THE DATA ▸
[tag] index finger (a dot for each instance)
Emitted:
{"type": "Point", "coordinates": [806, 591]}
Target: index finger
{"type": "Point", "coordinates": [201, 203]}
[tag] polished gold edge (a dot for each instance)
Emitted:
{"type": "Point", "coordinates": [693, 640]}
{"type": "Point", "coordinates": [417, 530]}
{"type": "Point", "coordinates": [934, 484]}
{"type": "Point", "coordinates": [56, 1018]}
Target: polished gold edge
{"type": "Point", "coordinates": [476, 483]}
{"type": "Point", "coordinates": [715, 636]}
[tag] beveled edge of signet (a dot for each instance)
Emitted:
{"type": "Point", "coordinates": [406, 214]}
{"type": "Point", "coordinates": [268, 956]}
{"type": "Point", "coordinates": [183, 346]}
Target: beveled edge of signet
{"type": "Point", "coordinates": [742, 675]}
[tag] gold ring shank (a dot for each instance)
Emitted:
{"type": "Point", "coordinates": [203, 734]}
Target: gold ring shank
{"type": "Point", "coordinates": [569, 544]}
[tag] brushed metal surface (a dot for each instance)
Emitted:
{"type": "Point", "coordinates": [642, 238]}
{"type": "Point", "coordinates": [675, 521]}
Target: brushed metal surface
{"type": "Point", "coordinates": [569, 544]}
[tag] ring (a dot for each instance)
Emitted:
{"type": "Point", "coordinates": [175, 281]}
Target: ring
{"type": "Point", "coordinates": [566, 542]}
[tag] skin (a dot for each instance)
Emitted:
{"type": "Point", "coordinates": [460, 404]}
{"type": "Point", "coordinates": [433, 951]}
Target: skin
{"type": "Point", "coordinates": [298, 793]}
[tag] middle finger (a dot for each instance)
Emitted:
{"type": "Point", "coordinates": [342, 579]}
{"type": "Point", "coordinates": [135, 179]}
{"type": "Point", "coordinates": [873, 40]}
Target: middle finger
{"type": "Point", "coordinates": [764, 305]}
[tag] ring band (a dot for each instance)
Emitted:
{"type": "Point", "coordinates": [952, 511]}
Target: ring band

EXERCISE ▸
An exact copy of the entire material is required.

TASK ANSWER ▸
[tag] index finger (a dot for each instance)
Emitted:
{"type": "Point", "coordinates": [806, 591]}
Target: index finger
{"type": "Point", "coordinates": [201, 203]}
[tag] polished gold edge (a dot for each instance)
Emitted:
{"type": "Point", "coordinates": [693, 640]}
{"type": "Point", "coordinates": [417, 530]}
{"type": "Point", "coordinates": [934, 484]}
{"type": "Point", "coordinates": [56, 1018]}
Target: polished gold edge
{"type": "Point", "coordinates": [476, 483]}
{"type": "Point", "coordinates": [715, 636]}
[tag] beveled edge of signet (a dot for each instance)
Emitted:
{"type": "Point", "coordinates": [406, 214]}
{"type": "Point", "coordinates": [268, 956]}
{"type": "Point", "coordinates": [183, 346]}
Target: beveled edge of signet
{"type": "Point", "coordinates": [742, 675]}
[tag] gold ring shank (a dot for each instance)
Emitted:
{"type": "Point", "coordinates": [203, 734]}
Target: gold ring shank
{"type": "Point", "coordinates": [569, 544]}
[tag] brushed metal surface (a dot for each instance)
Emitted:
{"type": "Point", "coordinates": [642, 238]}
{"type": "Point", "coordinates": [675, 521]}
Target: brushed metal surface
{"type": "Point", "coordinates": [569, 544]}
[tag] ring (a dot for each instance)
Emitted:
{"type": "Point", "coordinates": [175, 281]}
Target: ring
{"type": "Point", "coordinates": [566, 542]}
[tag] skin (a dot for each instance)
Emitted:
{"type": "Point", "coordinates": [460, 404]}
{"type": "Point", "coordinates": [433, 951]}
Target: skin
{"type": "Point", "coordinates": [298, 793]}
[tag] middle finger (a dot for each instance)
Emitted:
{"type": "Point", "coordinates": [342, 579]}
{"type": "Point", "coordinates": [135, 179]}
{"type": "Point", "coordinates": [873, 40]}
Target: middle finger
{"type": "Point", "coordinates": [764, 305]}
[tag] ring band (a dot for each instance)
Emitted:
{"type": "Point", "coordinates": [952, 511]}
Target: ring band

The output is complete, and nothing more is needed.